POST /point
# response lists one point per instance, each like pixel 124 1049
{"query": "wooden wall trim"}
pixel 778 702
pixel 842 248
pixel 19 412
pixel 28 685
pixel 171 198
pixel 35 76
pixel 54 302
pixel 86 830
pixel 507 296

┄┄┄┄┄┄

Rewrite the listing, replacing "wooden wall trim" with "baseboard molding" and keeping every other line and character the same.

POST /point
# response lists one point per instance, each like pixel 124 1049
{"query": "baseboard molding"}
pixel 778 702
pixel 842 248
pixel 19 412
pixel 28 685
pixel 171 198
pixel 35 76
pixel 54 302
pixel 86 830
pixel 507 296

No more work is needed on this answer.